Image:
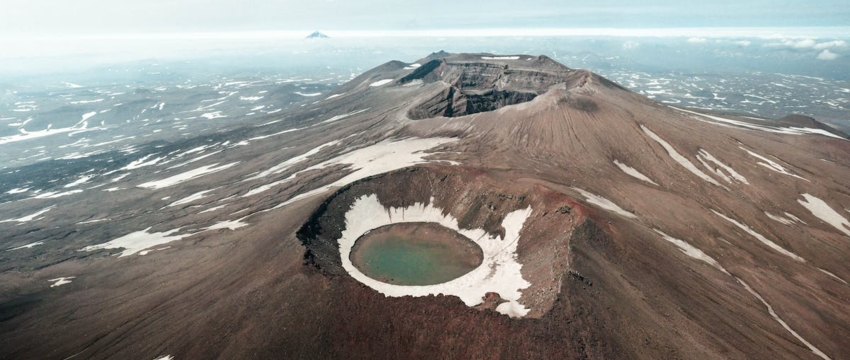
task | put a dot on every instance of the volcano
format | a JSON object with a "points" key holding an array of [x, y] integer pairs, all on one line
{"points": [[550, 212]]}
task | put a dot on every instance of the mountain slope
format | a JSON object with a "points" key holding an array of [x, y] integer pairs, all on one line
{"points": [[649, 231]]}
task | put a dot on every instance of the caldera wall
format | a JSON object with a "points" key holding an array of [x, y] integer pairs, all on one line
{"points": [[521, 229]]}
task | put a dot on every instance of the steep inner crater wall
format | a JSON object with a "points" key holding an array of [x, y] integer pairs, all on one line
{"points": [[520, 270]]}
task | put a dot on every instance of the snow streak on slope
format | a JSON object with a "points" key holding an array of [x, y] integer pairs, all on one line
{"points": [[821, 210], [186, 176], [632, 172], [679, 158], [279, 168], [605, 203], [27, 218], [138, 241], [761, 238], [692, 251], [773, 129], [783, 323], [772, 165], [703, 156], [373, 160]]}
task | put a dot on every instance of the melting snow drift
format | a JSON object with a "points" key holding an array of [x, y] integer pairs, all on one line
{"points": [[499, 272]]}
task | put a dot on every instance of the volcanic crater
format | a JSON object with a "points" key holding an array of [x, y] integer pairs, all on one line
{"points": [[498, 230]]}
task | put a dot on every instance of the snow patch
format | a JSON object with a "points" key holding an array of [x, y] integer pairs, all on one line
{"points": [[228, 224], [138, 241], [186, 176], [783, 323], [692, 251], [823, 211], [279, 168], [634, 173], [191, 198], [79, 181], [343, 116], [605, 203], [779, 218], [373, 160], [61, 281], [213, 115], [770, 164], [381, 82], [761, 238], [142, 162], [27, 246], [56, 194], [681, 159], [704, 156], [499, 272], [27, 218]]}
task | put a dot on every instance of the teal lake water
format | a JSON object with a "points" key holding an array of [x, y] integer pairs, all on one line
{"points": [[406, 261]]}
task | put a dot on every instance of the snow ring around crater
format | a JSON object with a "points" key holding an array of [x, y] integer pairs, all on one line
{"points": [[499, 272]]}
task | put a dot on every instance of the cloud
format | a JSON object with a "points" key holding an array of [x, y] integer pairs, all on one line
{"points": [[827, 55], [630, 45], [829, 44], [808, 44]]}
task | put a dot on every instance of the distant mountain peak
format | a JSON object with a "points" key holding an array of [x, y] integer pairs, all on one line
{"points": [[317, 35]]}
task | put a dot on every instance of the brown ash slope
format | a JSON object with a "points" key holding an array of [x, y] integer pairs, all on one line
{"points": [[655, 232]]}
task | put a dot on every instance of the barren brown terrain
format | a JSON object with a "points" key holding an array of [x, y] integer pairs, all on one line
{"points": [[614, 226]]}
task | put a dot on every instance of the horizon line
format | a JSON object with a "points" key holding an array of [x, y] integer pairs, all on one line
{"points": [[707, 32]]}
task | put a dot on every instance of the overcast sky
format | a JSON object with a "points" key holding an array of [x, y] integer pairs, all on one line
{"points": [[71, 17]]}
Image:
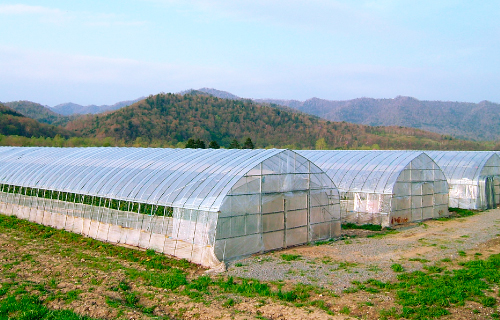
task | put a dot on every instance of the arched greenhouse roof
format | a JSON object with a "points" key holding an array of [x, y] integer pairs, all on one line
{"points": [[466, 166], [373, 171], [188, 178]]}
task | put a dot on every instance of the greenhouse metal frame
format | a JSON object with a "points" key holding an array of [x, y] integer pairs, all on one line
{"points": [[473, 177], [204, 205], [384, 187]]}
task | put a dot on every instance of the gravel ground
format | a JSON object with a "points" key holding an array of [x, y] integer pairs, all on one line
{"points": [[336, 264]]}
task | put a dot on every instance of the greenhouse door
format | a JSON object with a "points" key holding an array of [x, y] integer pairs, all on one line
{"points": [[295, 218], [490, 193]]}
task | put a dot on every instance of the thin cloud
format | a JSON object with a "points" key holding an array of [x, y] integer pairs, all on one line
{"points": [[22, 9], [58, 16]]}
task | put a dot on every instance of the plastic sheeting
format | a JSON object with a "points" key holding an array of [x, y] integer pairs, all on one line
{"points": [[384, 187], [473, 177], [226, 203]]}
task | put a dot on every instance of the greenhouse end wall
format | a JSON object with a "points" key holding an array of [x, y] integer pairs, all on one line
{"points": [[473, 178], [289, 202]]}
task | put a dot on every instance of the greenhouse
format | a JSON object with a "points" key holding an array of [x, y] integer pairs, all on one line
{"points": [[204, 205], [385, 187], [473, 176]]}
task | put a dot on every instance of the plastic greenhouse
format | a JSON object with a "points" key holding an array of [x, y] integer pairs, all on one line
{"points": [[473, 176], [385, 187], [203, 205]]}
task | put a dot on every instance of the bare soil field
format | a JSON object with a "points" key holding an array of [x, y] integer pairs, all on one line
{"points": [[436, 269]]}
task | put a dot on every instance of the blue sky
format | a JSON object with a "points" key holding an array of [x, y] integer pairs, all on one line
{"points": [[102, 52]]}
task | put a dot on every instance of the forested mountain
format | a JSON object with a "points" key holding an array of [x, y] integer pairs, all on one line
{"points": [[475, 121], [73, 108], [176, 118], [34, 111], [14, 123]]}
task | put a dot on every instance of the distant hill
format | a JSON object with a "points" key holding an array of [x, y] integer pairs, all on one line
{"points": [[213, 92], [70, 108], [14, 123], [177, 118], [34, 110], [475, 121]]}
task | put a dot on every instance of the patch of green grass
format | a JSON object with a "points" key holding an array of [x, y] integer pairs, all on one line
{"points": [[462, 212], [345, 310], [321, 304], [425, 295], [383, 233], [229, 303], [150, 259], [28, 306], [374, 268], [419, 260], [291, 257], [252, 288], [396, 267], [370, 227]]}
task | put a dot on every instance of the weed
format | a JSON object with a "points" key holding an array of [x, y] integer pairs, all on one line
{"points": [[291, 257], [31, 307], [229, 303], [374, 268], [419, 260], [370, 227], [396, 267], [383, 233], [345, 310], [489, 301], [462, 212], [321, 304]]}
◇ ◇ ◇ ◇
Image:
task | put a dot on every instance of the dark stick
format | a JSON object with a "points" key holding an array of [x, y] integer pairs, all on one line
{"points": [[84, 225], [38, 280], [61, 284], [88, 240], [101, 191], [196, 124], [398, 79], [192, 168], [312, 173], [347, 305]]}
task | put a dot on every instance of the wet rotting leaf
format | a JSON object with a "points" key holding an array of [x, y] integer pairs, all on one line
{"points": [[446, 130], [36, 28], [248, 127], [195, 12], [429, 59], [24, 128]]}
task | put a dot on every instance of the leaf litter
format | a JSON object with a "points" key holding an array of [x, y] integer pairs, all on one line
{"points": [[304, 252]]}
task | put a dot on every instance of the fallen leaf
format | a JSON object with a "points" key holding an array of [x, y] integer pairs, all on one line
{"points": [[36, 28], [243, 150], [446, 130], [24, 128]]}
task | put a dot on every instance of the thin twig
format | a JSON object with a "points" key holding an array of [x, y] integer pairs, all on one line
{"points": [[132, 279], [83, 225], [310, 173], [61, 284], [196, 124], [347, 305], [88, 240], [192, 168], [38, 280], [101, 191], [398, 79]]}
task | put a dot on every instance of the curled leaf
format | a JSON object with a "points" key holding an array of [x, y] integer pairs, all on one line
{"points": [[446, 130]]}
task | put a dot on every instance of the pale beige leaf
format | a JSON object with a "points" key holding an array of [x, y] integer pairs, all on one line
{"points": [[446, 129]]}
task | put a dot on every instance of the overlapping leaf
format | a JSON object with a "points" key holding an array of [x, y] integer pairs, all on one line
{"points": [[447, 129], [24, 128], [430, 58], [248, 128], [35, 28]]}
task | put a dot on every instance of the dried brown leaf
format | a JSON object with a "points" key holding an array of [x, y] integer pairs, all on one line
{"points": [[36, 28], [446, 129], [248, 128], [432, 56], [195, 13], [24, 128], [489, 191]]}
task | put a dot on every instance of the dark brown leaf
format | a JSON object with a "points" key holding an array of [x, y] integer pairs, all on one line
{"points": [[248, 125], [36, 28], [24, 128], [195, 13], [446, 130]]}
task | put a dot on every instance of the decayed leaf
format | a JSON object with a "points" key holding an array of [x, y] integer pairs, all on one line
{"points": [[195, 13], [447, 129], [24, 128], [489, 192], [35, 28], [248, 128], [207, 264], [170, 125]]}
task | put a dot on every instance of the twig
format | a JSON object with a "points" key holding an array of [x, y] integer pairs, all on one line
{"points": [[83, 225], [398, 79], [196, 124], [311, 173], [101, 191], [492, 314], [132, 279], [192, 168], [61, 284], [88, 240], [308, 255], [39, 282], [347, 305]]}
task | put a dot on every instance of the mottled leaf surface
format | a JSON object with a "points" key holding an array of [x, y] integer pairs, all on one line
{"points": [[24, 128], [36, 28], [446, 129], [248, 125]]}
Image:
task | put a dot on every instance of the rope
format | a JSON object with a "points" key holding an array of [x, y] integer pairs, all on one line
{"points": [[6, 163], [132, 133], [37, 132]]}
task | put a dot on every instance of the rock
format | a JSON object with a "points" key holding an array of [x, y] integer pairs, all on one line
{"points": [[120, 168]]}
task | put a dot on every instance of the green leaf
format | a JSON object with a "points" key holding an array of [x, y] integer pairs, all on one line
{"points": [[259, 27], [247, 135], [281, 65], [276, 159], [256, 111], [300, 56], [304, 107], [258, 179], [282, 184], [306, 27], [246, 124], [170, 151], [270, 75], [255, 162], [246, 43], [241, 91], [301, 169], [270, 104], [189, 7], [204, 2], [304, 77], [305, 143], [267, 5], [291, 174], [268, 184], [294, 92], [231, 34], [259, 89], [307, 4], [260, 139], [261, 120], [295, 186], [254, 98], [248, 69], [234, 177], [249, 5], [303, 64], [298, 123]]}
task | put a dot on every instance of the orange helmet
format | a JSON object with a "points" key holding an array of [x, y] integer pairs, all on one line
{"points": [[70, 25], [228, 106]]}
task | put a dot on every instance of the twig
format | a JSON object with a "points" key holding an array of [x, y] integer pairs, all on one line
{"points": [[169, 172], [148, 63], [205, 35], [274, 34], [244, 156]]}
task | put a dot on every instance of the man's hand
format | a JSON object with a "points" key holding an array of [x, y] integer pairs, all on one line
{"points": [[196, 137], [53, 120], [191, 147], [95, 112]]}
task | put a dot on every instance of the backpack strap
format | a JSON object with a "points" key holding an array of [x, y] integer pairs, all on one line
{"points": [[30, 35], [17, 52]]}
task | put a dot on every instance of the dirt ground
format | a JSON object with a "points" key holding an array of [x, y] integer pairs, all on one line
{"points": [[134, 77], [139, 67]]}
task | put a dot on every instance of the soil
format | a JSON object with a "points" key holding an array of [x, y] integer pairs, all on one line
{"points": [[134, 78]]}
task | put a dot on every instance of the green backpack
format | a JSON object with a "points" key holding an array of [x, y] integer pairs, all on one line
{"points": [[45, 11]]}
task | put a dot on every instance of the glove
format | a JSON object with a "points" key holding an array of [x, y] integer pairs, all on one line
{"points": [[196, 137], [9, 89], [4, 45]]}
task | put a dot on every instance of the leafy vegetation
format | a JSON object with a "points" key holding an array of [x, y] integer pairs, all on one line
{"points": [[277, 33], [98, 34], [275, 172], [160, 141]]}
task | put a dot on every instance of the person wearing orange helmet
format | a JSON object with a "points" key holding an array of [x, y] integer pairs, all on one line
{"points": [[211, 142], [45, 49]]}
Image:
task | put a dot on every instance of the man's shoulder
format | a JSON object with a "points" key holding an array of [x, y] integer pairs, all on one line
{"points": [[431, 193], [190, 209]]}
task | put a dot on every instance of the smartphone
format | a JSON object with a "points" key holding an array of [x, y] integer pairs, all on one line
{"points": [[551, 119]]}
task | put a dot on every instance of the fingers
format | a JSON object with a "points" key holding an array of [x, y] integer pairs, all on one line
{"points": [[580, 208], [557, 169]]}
◇ ◇ ◇ ◇
== EXERCISE ==
State how many lines of the material contain the word "dark". Give only the number.

== ANSWER FOR THIS EXERCISE ==
2